Personal information
- Full name: Atanasio Pardo Vega
- Date of birth: 6 April 1900
- Place of birth: Santiago, Chile
- Date of death: 30 July 1994 (aged 94)
- Place of death: Santiago, Chile
- Position: Left winger

Youth career
- Asociación Escolar

Senior career*
- Years: Team / Apps / (Gls)
- Magallanes Atlético
- 1919–1922: Ibérico Balompié
- 1922–1924: Unión Deportiva Española
- 1925: Victoria FC
- 192?: Saint-Denis
- 192?: África Sport Club
- 1925–1926: Real Málaga / 5 / (2)
- 1926–1927: Unión Deportiva Española
- 1927–1929: Málaga FC / 8 / (1)
- 1929–1931: Antequera CF
- 1931: FC Malagueño
- 1931–1932: Antequera CF
- 1933: Málaga Sport Club
- 1941: Lautaro de Buin
- 1942: Tricolor Nacional

Managerial career
- 1929–1932: Antequera
- 193?–1938: Unión Española (assistant)
- 1938: Unión Española
- 1939: Central
- 1941: Lautaro de Buin
- 1942: Tricolor Nacional
- 1943: Unión Española

= Atanasio Pardo =

Chilean footballer (1900–1994)

Atanasio Pardo Vega (6 April 1900 – 30 July 1994) was a Chilean football manager and player who played as a left winger, considered the first Chilean footballer who emigrated to Europe holding a contract and played in Spain.

==Playing career==
As a youth players, Pardo and David Arellano, one of the founders of Colo-Colo, were members of Asociación Escolar, a team made up by select students. They also coincided after in Magallanes Atlético.

Pardo played for both Magallanes Atlético and Ibérico Balompié, later Unión Deportiva Española, before emigrating to Spain by suggestion of his fellow footballer Juan Legarreta. He joined Real Málaga in the Campeonato Regional Sur in 1925, playing for several seasons for the club, in an age where it was changing his name to Málaga FC, FC Malagueño and Málaga Sport Club. In Málaga, he also played for Victoria Football Club and Antequera CF.

◆ **Records shown**:
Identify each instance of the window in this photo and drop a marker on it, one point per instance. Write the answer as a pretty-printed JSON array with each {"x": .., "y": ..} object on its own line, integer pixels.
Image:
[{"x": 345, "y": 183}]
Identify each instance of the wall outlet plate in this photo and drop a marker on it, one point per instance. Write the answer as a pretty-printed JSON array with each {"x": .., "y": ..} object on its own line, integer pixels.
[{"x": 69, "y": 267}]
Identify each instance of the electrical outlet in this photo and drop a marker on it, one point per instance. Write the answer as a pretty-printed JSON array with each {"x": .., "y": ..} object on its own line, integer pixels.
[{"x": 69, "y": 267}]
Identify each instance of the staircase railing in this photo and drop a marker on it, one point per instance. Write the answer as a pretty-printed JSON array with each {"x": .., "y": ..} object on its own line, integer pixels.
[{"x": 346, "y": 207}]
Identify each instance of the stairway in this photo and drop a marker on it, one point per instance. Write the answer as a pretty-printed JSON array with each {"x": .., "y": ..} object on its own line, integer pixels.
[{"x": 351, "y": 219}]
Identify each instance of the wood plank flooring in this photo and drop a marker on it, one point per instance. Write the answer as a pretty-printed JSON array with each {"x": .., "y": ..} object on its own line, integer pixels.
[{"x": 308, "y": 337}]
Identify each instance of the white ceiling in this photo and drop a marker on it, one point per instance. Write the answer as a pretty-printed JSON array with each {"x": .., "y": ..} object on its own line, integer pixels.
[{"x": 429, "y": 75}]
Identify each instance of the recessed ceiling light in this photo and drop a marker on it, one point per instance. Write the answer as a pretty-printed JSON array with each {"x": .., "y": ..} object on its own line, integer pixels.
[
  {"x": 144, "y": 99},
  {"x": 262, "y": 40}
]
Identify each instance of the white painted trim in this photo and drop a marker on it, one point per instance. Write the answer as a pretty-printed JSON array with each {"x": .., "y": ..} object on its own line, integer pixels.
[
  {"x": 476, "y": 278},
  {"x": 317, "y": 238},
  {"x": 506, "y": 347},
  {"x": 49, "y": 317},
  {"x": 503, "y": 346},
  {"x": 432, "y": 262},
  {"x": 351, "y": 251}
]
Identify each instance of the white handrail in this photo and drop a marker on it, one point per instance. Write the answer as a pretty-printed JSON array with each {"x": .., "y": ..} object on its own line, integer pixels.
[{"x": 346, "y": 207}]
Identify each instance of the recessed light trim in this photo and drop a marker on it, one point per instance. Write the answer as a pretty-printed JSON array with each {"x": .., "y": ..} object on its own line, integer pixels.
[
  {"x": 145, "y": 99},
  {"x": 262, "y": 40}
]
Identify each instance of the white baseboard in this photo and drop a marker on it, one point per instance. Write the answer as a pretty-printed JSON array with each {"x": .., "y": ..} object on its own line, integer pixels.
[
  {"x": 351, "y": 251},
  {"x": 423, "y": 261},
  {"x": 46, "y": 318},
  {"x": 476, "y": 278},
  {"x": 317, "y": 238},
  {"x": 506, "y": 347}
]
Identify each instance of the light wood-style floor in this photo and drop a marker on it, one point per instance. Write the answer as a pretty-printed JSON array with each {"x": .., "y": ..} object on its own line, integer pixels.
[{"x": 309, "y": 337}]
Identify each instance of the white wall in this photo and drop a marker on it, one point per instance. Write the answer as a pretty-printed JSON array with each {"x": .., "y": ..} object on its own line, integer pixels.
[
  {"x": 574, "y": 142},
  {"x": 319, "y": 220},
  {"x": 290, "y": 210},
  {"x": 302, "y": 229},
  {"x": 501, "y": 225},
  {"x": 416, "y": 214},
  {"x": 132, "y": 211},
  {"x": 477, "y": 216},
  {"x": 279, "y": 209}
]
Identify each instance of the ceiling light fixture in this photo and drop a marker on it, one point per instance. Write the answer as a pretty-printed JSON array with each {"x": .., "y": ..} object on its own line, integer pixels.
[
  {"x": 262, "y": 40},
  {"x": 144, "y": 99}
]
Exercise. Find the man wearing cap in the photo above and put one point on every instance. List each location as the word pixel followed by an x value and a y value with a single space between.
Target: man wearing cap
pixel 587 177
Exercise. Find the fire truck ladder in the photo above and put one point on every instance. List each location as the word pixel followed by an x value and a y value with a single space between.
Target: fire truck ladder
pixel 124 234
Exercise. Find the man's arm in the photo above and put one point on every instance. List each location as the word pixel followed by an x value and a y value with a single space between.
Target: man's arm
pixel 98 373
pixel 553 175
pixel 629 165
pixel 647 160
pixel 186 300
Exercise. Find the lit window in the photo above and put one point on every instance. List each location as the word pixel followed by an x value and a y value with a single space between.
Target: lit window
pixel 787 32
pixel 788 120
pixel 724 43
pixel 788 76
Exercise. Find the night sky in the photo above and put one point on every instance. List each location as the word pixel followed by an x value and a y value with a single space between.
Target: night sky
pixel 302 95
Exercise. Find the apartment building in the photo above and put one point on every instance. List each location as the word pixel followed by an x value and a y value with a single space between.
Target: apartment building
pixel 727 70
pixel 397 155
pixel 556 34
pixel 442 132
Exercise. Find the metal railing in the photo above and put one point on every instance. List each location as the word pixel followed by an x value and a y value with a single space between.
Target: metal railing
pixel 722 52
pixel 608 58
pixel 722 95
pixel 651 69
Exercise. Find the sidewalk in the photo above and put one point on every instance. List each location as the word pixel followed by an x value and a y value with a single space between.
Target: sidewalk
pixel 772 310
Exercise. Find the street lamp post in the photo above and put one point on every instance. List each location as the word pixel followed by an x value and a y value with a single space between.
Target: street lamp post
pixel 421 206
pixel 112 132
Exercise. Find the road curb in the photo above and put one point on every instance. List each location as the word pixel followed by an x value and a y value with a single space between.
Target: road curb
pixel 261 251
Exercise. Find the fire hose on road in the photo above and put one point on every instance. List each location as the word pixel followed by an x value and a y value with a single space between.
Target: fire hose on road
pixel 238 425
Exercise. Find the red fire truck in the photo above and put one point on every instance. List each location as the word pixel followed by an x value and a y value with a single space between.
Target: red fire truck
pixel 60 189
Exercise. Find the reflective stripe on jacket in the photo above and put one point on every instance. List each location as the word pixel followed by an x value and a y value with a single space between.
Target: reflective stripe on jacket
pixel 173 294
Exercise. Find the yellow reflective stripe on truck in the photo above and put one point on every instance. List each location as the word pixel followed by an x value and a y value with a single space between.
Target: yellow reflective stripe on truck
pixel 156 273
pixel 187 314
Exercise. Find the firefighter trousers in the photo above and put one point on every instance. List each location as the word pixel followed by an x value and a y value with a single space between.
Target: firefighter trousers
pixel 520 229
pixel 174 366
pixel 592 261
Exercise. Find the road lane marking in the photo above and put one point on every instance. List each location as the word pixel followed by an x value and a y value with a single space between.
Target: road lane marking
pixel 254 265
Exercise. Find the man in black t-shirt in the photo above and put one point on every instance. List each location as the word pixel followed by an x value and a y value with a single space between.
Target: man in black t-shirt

◆ **Check your understanding**:
1 - In the Atanasio Pardo text, which fellow footballer suggested that Pardo emigrate to Spain?
2 - Write the next part of the Atanasio Pardo text, continuing after its last sentence.

◆ **Task-by-task outputs**:
1 - Juan Legarreta

2 -
Pardo also had stints with Saint-Denis in France and África Sport Club, a team that he called "The Spanish from Africa".

For a brief stint in 1926–27, he returned to Chile and played for Unión Deportiva Española. In the 1930s, he returned to Chile again as a retired player.

According to his sons, he returned permanently to Chile in 1941 after the Spanish Civil War, and played for Lautaro de Buin, Tricolor Nacional from Paine, being considered a legend of the club, among others.

==Coaching career==
Back in Chile, Pardo joined Unión Deportiva Española as assistant of Andrés García. In 1938–39 he served as coach of Unión Española until the team retired from the Campeonato Nacional due to the Spanish Civil War, using the name Central in the match against Colo-Colo on 16 April 1939. In 1943, he assumed as head coach again and won the Primera División de Chile, the first league title for the team.
As a curiosity, Pardo was the oldest coach and led the youngest squad at the tournament.

He also coached another clubs such as Antequera CF in Spain and both Lautaro de Buin and Tricolor de Paine in Chile, winning local championships, at the same time he performed as a player.

==Personal life==
His parents, Atanasio Sr. and Amalia, were Spanish who came first to Valparaíso, Chile, and next they made his home in Paine.

His twin brother, José, also was a footballer who played as a right winger, with whom Atanasio coincided in Unión Deportiva Española.

In Spain, he was nicknamed El Hombre-Relámpago (The Lightning Man) due to his speed as well as The Chilean (El Chileno).

Pardo married twice. From his first marriage, he had three children: Paty, Carlitos and Alicia. From his second marriage, he had nine children. His daughter Amalia played football for Unión Española and his son Arturo is the father-in-law of the Chile international goalkeeper Claudio Bravo.

He graduated as a obstetrician at the University of Málaga and helped labours in Viluco, Buin, where he made his home. He also served as President of the neighborhood association.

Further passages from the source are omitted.